• Requirement: Transcribe the data underneath exactly, keeping every word in place.

◇ ◇ ◇ ◇ ◇

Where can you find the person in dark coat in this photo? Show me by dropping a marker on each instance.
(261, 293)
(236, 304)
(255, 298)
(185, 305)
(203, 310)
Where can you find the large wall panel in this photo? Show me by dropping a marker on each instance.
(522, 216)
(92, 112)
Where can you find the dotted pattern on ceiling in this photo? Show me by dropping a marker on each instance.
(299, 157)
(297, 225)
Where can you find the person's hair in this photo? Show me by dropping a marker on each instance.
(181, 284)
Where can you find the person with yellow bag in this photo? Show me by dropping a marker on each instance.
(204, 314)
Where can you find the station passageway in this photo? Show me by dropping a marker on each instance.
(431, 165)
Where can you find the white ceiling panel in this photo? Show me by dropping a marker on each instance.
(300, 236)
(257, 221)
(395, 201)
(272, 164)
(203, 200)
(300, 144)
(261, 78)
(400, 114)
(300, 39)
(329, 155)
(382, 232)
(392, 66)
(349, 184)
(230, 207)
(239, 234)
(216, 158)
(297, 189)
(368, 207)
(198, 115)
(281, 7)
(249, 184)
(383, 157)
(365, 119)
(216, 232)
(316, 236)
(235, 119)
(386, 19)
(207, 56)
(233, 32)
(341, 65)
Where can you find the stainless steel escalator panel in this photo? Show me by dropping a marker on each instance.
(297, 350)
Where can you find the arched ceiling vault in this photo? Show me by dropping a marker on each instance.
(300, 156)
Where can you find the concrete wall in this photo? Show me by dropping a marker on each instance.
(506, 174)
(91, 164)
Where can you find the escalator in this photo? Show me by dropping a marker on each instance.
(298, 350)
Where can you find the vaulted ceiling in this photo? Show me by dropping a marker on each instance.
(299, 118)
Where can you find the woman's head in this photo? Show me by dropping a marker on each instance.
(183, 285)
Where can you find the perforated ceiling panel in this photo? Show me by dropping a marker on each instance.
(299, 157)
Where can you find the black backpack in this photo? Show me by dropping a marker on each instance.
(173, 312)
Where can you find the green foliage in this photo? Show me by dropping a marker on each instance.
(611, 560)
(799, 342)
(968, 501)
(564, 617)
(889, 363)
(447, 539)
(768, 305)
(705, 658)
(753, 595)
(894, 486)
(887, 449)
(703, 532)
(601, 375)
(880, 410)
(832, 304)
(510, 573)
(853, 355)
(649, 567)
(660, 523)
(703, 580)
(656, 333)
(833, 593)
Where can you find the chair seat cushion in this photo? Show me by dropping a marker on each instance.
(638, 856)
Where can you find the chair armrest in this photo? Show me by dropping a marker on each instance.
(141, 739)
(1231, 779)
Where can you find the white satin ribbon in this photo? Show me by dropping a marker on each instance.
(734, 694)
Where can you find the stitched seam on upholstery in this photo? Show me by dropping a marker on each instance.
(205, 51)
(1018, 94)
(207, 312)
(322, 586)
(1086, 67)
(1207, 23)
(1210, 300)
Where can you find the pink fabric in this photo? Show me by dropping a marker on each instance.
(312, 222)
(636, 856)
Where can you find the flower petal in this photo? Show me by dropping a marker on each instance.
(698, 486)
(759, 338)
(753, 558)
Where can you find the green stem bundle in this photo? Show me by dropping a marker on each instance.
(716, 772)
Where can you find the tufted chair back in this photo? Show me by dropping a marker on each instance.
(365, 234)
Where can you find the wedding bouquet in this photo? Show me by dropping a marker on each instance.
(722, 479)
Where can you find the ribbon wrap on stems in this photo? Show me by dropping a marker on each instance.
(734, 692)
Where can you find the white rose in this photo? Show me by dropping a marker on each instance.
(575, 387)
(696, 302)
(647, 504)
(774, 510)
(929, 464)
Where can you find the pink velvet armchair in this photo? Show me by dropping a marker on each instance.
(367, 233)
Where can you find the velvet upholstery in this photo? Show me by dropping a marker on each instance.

◇ ◇ ◇ ◇ ◇

• Response to the task:
Where can you find the person in dark coat in this photo? Show me by dropping a marker on each instance.
(261, 293)
(236, 304)
(255, 298)
(185, 305)
(203, 310)
Where can you find the large wall panel in this photo? Show me by dropping a marker on each instance.
(522, 216)
(92, 112)
Where can you find the dotted pattern on ceiling in this photo? Show me by dropping a marker on each instance.
(299, 157)
(297, 225)
Where can you find the person's hair in this photo? Show me by dropping a marker on each instance.
(181, 284)
Where can you find the person with yellow bag in this photo? Show me by dropping a marker on each instance.
(204, 314)
Where can you find the station passageway in this photo? Show me by dropping a marker on each instance.
(431, 165)
Where can you find the white ceiling panel in this photo? Show me by dropping a marker on each instance.
(300, 236)
(257, 221)
(395, 201)
(272, 164)
(203, 200)
(300, 144)
(261, 78)
(400, 114)
(300, 39)
(329, 155)
(382, 232)
(392, 66)
(349, 184)
(230, 207)
(239, 234)
(216, 158)
(297, 189)
(368, 207)
(198, 115)
(281, 7)
(249, 184)
(383, 157)
(365, 119)
(216, 232)
(316, 236)
(235, 119)
(386, 19)
(207, 56)
(233, 32)
(341, 65)
Where can you find the stainless steel escalator panel in this photo? Show me by dropping a marker on each instance.
(297, 350)
Where can you find the arched ceiling vault in this photo? Show me by dropping a marker on each instance.
(300, 156)
Where can you find the concrete wall in this photo? Show me by dropping a marker on each instance.
(506, 174)
(91, 164)
Where can you find the escalator in this photo? Show me by dropping a marker on each instance.
(298, 350)
Where can you find the vaulted ceiling in this photo? Show me by dropping a marker on each instance.
(299, 118)
Where can you find the woman's head in this photo? Show me by dropping a marker on each instance.
(183, 285)
Where can you find the perforated ceiling panel in this photo? Show me by dropping a marker on each instance.
(299, 157)
Where can you find the black backpack in this photo? Show me by dropping a marker on each instance.
(173, 312)
Where can you find the green foliage in this photo? Show me by dropping a marker on each instance.
(611, 560)
(799, 342)
(968, 501)
(564, 617)
(889, 363)
(447, 539)
(768, 305)
(705, 658)
(753, 595)
(894, 486)
(887, 449)
(703, 532)
(601, 375)
(880, 410)
(832, 304)
(510, 573)
(853, 355)
(649, 567)
(660, 523)
(703, 580)
(656, 333)
(833, 593)
Where can you find the chair seat cushion in this photo? Show me by dropping a marker on each instance.
(638, 856)
Where can you find the chair armrest in this photo? Show me by dropping a marker on each instance.
(141, 739)
(1231, 779)
Where can you find the white satin ribbon in this photo? Show me by dropping a marker on each instance.
(734, 694)
Where can you find the stitched seam on upholstery in this photo? Show me by dropping a marker on each instance.
(205, 51)
(1018, 94)
(207, 312)
(322, 586)
(1086, 67)
(1207, 23)
(1210, 300)
Where can you find the pink fabric in this photo? Show me by dropping a marker on each instance.
(312, 222)
(636, 856)
Where can you find the flower petal in this photo? Show me by dropping a marker on each instance.
(698, 486)
(759, 338)
(753, 558)
Where can you find the green stem bundle in this photo? Show me by dropping a marker on each instance.
(716, 772)
Where can you find the tufted chair back in this photo? Show me by dropping a marker on each instance.
(365, 234)
Where can you find the wedding bouquet in this photo? Show me by dropping a marker on each instance.
(722, 479)
Where can you find the ribbon wrap on stems in this photo? Show me by dropping a marker on each instance.
(734, 692)
Where can you find the white rose in this photo? Show me by dropping a marker on each instance.
(575, 387)
(696, 302)
(647, 504)
(774, 510)
(929, 464)
Where can you find the pink velvet armchair in this photo? Show me by dropping a marker on each instance.
(367, 233)
Where can you find the velvet upholstery in this photo? Show me by dropping a marker on each instance.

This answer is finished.